-- START OF TEXT EXCERPT --

Stimulus presentation and data acquisition.

Stimuli were generated using a ViSaGe system (Cambridge Research Ltd., UK) with a purpose-programmed Experimental Toolbox for MATLAB (The MathWorks, Inc.). Stimulus displays were presented on a 22-inch Mitsubishi Diamond Pro 2070SB CRT monitor with a screen refresh rate of 120 Hz and a screen resolution of 1,024×768 pixels. Eye movements were recorded at a sampling rate of 1000 Hz by means of an EyeLink 1000 Desktop Mount eye tracker (SR Research Ltd., Canada) positioned below the display monitor. Participants viewed the monitor from a distance of about 70 cm; to minimize head movements, a chin and forehead rest were used. Eye movements were recorded from the right eye; however, stimulus displays were viewed binocularly.

Grey vertical bars (without gaps) of 0.25°×1.35° of visual angle were arranged on three imaginary concentric circles (2°, 4°, and 6° of visual angle in radius, with 6, 12, and 18 bars, respectively). Targets differed from non-targets in orientation (22° tilted from vertical, randomly to the right or left), and distractors differed from non-targets in color (distractor 1: 180/100/106, distractor 2: 171/104/110 RGB). All stimuli were matched for luminance.

-- END OF TEXT EXCERPT --

# GIVEN EXERCISE 1:
In the stimulus presentation text, at what sampling rate were eye movements recorded?
# GIVEN EXERCISE 2:
Reproduce the stimulus presentation text from "Stimulus presentation and" up to and including "were viewed binocularly.".
The data after this point comes from a separate source.

-- START OF INFORMATION PROVIDED --

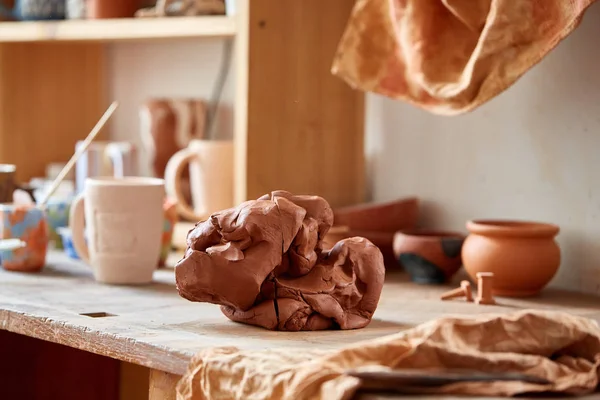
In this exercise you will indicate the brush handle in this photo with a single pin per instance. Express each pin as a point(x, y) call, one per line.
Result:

-- END OF INFORMATION PROVIDED --

# WRITTEN SOLUTION 1:
1000 Hz

# WRITTEN SOLUTION 2:
Stimulus presentation and data acquisition.

Stimuli were generated using a ViSaGe system (Cambridge Research Ltd., UK) with a purpose-programmed Experimental Toolbox for MATLAB (The MathWorks, Inc.). Stimulus displays were presented on a 22-inch Mitsubishi Diamond Pro 2070SB CRT monitor with a screen refresh rate of 120 Hz and a screen resolution of 1,024×768 pixels. Eye movements were recorded at a sampling rate of 1000 Hz by means of an EyeLink 1000 Desktop Mount eye tracker (SR Research Ltd., Canada) positioned below the display monitor. Participants viewed the monitor from a distance of about 70 cm; to minimize head movements, a chin and forehead rest were used. Eye movements were recorded from the right eye; however, stimulus displays were viewed binocularly.